- [RECORDS FOR PROCESSING]
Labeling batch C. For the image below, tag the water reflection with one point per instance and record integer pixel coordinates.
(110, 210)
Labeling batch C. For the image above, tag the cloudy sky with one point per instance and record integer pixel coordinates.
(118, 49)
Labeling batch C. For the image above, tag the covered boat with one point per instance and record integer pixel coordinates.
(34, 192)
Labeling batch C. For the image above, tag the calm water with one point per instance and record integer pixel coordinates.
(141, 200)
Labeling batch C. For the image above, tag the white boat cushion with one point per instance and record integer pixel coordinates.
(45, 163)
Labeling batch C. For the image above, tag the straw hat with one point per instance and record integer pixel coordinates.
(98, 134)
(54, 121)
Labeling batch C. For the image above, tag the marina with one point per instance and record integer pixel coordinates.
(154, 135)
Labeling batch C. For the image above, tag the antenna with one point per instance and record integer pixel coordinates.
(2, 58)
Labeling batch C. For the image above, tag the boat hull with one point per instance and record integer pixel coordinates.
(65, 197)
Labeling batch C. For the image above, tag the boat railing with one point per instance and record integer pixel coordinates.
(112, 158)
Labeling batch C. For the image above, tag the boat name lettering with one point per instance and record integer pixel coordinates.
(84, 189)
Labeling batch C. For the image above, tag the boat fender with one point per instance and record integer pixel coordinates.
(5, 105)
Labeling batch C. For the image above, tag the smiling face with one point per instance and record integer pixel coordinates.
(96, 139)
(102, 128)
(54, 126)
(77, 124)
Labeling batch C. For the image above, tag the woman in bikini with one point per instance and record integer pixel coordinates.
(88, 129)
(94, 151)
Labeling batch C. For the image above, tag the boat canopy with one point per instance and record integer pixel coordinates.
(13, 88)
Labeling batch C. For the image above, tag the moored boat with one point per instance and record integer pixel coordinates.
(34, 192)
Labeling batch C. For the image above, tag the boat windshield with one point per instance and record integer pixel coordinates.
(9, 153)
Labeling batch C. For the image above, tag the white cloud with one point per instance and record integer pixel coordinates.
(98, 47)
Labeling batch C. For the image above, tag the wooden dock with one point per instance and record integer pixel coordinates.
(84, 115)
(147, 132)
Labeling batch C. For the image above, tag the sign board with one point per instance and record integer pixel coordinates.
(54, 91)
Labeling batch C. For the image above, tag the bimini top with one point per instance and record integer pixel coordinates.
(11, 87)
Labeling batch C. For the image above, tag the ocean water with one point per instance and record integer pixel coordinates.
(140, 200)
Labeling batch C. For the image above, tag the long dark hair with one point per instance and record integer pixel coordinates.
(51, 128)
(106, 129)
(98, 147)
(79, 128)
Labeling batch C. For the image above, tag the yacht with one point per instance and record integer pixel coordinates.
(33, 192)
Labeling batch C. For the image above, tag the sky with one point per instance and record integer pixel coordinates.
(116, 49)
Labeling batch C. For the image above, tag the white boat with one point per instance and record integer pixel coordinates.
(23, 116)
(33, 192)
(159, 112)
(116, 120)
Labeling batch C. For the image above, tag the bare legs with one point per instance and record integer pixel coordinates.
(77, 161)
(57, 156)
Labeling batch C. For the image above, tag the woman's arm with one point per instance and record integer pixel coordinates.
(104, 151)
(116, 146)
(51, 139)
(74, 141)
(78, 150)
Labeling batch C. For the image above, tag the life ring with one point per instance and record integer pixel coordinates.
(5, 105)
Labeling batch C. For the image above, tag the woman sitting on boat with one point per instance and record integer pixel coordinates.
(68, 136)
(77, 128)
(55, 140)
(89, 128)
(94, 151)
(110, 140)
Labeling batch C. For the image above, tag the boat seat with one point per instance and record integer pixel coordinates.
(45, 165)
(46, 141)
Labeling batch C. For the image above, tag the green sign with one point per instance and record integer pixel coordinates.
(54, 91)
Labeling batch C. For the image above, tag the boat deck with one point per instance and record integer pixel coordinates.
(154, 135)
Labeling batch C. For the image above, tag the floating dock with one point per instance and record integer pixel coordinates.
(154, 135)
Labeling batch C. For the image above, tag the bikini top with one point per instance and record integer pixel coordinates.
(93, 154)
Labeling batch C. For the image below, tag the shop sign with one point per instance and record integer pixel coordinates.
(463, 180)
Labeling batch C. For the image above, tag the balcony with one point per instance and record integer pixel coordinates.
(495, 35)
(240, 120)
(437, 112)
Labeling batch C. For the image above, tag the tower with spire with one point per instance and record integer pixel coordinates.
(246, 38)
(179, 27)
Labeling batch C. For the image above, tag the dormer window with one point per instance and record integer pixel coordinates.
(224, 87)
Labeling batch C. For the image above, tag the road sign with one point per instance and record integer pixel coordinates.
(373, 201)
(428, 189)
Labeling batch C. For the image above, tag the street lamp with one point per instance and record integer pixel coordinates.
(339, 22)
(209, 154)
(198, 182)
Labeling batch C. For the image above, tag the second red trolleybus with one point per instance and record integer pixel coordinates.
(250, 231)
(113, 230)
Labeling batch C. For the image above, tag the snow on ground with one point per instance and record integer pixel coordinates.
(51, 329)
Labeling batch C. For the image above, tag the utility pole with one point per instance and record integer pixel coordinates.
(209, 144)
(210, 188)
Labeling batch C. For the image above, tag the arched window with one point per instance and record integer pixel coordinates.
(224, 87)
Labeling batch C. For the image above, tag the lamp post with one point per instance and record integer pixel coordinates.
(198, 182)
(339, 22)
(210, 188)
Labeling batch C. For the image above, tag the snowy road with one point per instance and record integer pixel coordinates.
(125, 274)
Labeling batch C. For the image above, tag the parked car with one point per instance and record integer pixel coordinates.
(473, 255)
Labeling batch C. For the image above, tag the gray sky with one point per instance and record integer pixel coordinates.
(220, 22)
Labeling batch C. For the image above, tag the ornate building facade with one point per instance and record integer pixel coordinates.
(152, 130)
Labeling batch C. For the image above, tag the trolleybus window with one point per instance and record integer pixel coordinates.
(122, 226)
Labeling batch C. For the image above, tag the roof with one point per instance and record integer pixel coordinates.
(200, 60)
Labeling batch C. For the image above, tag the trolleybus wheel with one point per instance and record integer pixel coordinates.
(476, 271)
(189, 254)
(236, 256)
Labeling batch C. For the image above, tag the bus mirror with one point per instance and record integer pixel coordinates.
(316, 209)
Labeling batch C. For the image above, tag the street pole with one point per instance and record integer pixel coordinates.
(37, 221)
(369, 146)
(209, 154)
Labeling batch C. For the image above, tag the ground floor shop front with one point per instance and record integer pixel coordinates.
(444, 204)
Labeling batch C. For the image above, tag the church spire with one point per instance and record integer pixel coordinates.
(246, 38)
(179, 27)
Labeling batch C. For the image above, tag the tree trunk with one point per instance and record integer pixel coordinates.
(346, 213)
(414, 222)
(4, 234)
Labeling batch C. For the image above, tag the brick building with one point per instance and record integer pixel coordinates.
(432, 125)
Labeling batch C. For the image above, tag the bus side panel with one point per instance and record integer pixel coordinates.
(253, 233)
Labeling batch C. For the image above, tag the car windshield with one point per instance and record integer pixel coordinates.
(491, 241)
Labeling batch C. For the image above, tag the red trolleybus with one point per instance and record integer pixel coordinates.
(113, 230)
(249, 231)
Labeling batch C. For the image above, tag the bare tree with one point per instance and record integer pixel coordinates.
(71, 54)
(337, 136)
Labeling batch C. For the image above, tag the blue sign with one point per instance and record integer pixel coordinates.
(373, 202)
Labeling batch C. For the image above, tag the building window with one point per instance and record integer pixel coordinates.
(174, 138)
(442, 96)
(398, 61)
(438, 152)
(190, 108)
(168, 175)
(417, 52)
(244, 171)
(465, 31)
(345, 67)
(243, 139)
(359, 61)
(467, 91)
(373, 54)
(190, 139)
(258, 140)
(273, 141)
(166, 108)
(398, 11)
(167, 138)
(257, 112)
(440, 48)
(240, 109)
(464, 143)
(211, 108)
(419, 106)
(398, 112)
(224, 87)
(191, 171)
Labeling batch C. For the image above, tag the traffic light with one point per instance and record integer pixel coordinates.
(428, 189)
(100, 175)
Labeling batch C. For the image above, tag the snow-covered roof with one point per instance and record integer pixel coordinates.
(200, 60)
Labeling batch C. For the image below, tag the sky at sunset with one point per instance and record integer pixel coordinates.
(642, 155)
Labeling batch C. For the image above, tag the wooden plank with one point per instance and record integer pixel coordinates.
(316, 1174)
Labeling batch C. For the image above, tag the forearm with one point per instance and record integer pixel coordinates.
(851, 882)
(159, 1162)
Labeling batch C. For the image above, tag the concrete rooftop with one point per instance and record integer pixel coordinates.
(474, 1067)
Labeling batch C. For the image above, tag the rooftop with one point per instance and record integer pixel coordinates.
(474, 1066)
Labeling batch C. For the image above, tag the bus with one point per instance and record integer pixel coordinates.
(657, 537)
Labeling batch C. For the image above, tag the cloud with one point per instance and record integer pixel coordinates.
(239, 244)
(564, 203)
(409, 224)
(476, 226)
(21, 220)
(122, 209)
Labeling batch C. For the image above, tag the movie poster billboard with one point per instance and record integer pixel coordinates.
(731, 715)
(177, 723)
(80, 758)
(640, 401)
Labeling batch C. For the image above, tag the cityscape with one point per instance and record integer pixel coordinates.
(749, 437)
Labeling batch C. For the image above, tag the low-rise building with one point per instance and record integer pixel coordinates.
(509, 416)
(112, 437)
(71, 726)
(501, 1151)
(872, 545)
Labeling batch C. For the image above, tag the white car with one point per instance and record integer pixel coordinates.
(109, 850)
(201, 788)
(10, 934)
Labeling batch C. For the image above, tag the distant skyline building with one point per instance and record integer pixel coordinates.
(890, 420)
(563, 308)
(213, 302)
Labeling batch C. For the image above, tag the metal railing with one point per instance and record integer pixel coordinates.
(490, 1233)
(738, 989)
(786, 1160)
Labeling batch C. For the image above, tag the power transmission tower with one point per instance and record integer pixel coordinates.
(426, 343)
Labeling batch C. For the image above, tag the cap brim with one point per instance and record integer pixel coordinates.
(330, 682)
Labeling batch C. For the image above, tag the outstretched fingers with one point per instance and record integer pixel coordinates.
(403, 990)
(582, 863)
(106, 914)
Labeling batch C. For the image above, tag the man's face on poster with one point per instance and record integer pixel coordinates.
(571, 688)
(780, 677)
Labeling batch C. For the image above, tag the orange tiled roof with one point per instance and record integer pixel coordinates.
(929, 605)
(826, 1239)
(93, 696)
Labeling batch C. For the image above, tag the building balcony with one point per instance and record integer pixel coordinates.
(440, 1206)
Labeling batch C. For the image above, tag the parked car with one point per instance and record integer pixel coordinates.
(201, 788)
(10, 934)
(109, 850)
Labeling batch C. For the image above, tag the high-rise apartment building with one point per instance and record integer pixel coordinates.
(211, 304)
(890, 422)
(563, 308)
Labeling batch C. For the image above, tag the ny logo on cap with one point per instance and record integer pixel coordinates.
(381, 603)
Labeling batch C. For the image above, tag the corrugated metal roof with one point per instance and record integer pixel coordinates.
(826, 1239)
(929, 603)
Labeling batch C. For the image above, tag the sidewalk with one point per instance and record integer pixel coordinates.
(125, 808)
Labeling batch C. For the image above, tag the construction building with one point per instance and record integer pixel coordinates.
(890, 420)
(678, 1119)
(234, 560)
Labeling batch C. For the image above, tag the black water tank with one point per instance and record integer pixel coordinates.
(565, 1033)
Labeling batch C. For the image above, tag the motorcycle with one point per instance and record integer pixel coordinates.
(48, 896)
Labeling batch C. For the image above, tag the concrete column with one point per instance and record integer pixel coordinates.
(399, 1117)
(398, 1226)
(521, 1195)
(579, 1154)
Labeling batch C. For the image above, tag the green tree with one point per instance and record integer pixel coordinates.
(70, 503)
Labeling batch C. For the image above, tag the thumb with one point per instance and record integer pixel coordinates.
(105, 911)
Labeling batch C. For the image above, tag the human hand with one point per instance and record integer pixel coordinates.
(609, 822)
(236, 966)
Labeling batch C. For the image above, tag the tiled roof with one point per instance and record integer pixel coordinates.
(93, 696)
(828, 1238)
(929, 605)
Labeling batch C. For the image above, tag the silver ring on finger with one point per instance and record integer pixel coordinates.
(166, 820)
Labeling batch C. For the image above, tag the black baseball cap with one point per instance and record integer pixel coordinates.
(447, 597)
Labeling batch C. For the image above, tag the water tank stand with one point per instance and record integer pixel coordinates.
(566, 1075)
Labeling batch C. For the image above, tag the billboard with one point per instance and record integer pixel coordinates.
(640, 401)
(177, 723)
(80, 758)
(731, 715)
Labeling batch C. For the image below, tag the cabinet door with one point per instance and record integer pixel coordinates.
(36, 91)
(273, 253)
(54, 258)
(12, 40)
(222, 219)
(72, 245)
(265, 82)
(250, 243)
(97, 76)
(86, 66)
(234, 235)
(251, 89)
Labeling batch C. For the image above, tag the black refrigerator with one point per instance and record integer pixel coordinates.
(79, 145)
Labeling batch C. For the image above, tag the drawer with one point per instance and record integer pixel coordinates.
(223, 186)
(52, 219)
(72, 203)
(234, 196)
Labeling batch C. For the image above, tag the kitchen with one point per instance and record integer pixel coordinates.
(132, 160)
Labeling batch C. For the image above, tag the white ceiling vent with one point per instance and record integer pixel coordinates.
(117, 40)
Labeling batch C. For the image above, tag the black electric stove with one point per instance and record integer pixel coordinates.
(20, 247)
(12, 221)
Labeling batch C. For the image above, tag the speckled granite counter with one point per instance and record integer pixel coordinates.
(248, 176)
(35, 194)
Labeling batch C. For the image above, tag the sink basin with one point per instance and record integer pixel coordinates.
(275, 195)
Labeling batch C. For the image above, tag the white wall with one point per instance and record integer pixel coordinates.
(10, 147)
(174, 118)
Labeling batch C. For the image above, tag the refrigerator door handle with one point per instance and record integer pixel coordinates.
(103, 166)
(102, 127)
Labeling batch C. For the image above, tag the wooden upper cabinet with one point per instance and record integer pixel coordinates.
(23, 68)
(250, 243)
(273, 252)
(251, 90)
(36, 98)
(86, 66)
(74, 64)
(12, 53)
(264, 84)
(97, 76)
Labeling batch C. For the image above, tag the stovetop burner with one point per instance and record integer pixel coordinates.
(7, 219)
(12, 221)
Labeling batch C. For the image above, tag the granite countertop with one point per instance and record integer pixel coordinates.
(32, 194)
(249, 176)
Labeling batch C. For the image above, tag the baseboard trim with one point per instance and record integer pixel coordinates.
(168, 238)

- [WHAT IS ASKED]
Write out again, exactly, the lines from the one holding "Labeling batch C. For the image above, tag the sink" through the end of the listing, with both ends included.

- [EXERCISE RESPONSE]
Labeling batch C. For the image above, tag the sink basin with one point per instance and record integer pixel coordinates.
(275, 195)
Labeling batch C. For the image above, tag the white wall with one point per instance and record integer pixel coordinates.
(10, 147)
(174, 118)
Labeling batch C. For the image above, tag the refrigerator door handle with one point per instance and record integer pixel coordinates.
(103, 166)
(102, 127)
Labeling batch C. For the image above, tag the wooden upper cabinet with one point per instance and record integer pixel coordinates.
(23, 68)
(250, 243)
(273, 252)
(251, 90)
(36, 98)
(86, 66)
(74, 64)
(12, 53)
(264, 84)
(97, 76)
Labeling batch C. For the image above, tag the stovetop burner with one point per instance and record integer pixel coordinates.
(7, 219)
(12, 221)
Labeling batch C. For the image above, tag the granite countertop with one point per instance and record integer pixel coordinates.
(32, 194)
(249, 176)
Labeling batch C. For the image above, tag the baseboard trim with one point per instance and record integer pixel coordinates.
(168, 238)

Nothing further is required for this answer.